**TASK STATEMENT**. Take the line containing "# mark one dot per instance, written like column 78, row" and all lines after it to the end of the records, and output them exactly.

**RAW DATA**.
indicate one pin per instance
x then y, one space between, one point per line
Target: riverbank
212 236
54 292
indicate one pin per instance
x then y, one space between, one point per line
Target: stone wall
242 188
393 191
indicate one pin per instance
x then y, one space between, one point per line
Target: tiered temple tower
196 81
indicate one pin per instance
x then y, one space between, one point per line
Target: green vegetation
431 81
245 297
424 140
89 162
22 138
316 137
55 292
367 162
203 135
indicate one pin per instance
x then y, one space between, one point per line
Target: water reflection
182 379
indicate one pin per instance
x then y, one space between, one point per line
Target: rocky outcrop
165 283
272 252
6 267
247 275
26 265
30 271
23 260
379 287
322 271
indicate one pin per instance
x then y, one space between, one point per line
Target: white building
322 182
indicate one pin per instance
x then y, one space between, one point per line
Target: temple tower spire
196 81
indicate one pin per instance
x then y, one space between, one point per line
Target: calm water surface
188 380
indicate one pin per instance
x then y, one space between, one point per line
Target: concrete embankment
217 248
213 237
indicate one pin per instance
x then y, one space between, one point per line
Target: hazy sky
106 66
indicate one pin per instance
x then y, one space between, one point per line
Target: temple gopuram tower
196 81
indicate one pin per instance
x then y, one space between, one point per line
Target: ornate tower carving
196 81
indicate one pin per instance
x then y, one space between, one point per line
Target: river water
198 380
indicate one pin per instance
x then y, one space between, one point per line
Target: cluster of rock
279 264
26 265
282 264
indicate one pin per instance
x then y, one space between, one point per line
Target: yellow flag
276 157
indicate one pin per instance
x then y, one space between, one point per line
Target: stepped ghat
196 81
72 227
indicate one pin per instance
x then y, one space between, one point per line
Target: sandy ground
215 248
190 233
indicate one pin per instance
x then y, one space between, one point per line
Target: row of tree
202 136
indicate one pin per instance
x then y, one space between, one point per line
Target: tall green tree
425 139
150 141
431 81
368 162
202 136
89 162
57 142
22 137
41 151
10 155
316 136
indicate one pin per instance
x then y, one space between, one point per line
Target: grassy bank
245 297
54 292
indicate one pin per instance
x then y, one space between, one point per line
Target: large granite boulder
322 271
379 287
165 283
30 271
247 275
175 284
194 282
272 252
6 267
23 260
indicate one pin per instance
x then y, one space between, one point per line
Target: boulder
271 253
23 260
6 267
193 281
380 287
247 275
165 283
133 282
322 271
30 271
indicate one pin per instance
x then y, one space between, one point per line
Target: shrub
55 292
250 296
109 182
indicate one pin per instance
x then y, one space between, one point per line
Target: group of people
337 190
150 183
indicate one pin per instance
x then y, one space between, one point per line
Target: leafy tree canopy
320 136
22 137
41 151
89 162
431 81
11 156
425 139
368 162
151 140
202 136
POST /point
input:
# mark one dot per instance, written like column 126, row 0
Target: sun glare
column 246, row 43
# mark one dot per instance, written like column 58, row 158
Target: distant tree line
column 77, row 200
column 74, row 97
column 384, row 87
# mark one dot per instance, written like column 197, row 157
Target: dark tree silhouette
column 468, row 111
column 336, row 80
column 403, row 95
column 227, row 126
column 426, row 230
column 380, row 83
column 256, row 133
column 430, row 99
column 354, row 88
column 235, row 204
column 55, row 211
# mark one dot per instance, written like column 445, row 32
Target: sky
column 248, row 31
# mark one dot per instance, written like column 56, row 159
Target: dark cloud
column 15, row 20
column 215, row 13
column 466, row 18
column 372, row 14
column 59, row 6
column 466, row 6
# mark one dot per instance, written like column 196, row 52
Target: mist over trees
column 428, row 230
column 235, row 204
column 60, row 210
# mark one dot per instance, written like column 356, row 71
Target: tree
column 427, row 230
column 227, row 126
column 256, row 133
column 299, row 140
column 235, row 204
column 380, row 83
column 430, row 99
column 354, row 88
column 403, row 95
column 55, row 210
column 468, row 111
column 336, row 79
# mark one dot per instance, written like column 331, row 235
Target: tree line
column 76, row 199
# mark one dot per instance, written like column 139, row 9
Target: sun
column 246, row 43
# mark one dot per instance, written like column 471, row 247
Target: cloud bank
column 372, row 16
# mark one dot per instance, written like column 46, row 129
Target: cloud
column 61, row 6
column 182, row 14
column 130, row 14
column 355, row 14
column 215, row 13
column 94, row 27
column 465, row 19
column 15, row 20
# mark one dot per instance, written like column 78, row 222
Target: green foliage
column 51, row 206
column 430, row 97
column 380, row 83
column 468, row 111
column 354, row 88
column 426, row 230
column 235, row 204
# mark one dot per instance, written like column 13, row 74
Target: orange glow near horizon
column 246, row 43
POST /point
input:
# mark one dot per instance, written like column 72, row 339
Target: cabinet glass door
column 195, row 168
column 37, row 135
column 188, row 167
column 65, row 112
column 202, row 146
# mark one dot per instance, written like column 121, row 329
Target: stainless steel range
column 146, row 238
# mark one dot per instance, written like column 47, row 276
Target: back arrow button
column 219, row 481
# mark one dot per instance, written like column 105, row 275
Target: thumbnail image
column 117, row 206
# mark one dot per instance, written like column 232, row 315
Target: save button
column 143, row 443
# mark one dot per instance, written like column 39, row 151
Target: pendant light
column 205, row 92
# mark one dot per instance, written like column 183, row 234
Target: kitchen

**FINISHED ANSWER**.
# mark one dot per instance, written like column 78, row 222
Target: green foliage
column 51, row 206
column 430, row 97
column 380, row 83
column 468, row 111
column 354, row 88
column 426, row 230
column 235, row 204
# mark one dot per instance, written like column 13, row 74
Target: orange glow near horizon
column 246, row 43
POST /point
input:
# mark one dot per instance, written like column 72, row 339
Target: cabinet glass door
column 195, row 168
column 37, row 135
column 188, row 167
column 65, row 112
column 202, row 146
# mark one dot per instance, written like column 121, row 329
Target: stainless steel range
column 146, row 238
# mark one dot per instance, written like column 47, row 276
Target: back arrow button
column 219, row 481
# mark one dot per instance, written like column 105, row 275
Target: thumbnail image
column 117, row 206
# mark one dot per instance, written like column 232, row 315
Target: save button
column 143, row 443
# mark one dot per instance, written like column 39, row 151
Target: pendant light
column 205, row 92
# mark one dot per instance, written like column 183, row 234
Target: kitchen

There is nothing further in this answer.